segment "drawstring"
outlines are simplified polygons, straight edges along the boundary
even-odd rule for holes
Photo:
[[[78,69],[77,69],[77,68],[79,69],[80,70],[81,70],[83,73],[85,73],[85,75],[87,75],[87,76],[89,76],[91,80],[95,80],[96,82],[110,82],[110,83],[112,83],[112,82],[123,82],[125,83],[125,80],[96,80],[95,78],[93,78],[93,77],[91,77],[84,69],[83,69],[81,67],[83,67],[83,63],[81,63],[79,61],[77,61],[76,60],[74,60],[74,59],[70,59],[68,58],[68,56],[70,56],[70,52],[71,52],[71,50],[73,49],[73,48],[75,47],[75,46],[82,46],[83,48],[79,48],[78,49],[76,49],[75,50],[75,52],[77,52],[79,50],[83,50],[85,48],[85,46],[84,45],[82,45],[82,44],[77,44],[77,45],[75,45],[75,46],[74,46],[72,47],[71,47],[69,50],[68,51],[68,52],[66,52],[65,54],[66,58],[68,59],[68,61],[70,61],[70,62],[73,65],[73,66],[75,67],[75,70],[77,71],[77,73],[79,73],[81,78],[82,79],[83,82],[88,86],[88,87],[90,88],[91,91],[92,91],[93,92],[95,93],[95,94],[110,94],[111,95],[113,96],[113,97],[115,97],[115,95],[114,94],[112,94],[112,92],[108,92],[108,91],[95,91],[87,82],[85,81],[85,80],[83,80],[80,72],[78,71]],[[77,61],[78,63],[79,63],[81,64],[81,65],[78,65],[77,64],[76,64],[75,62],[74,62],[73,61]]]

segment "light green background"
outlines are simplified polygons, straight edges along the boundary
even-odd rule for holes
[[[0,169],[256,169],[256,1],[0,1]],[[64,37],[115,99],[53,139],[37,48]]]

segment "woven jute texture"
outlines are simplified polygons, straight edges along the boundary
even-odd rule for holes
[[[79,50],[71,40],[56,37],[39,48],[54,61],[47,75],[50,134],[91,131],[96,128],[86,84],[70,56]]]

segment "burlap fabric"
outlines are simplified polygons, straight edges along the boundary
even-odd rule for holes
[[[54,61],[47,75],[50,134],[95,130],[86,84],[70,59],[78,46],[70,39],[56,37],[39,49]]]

PROBLEM TO WORK ON
Find every line above that contains the string "segment", matching case exactly, and copy each one out in full.

FINAL RESULT
segment "drawstring"
segment "light green background"
segment "woven jute texture"
segment "burlap fabric"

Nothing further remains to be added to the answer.